● **PROVIDED MATERIAL**:

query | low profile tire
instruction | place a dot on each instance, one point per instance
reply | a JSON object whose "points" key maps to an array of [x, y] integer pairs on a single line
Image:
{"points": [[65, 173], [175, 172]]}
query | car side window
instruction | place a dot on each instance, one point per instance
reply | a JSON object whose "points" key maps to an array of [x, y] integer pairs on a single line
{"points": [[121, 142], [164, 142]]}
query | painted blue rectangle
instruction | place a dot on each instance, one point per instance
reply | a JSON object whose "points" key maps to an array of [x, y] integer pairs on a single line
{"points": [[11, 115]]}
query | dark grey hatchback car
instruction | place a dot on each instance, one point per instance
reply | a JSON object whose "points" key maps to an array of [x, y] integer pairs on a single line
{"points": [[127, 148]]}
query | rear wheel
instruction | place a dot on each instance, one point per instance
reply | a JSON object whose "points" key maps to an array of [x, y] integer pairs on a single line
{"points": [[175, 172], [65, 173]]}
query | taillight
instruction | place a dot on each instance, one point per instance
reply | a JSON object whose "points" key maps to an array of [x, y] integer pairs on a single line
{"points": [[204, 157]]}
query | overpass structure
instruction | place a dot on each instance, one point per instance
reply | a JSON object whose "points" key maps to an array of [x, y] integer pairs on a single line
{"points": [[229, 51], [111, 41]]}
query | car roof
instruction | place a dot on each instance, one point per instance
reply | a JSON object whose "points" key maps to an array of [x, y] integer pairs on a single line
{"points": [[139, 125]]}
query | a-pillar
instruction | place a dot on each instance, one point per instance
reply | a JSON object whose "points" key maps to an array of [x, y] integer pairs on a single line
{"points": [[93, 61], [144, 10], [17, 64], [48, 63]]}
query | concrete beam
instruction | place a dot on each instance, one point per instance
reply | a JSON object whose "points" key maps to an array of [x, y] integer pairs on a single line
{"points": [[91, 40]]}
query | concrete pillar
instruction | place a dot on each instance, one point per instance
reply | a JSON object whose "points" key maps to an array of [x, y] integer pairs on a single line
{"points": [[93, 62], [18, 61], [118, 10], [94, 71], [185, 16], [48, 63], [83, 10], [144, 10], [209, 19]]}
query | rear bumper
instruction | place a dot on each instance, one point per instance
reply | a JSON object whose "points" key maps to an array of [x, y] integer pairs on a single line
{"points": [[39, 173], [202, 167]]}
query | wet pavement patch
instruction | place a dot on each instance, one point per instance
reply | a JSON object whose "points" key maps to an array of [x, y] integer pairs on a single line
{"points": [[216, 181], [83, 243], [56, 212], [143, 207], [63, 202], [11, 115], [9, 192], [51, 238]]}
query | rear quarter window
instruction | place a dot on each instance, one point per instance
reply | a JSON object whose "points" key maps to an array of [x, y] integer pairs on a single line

● **THE TASK**:
Only the lines from the one containing "query | concrete pillar" through the end of the material should be reproduced, exactly, with both ends included.

● **ANSWER FOR THIS EXERCISE**:
query | concrete pillar
instruction | place a dot on each instance, one point per instance
reply | a JSON object whose "points" key maps to an array of [x, y] integer pairs on a single line
{"points": [[93, 62], [18, 61], [118, 10], [94, 71], [185, 16], [48, 63], [83, 10], [144, 10], [209, 19]]}
query | rear bumper
instruction | place a dot on each instance, one point per instance
reply | a JSON object whose "points" key maps to an array of [x, y] integer pairs on a single line
{"points": [[39, 173], [202, 167]]}
query | wet pavement patch
instruction | place a dot on each instance, one point per instance
reply | a JSON object whose "points" key maps to an array of [x, y] integer pairs on a single line
{"points": [[216, 181], [83, 243], [56, 212], [143, 207], [63, 202], [11, 115], [9, 192], [51, 238]]}
query | rear quarter window
instruction | place a dot on each instance, one point per instance
reply | a JSON object whose "points" key maps to an array of [x, y] integer pairs on a single line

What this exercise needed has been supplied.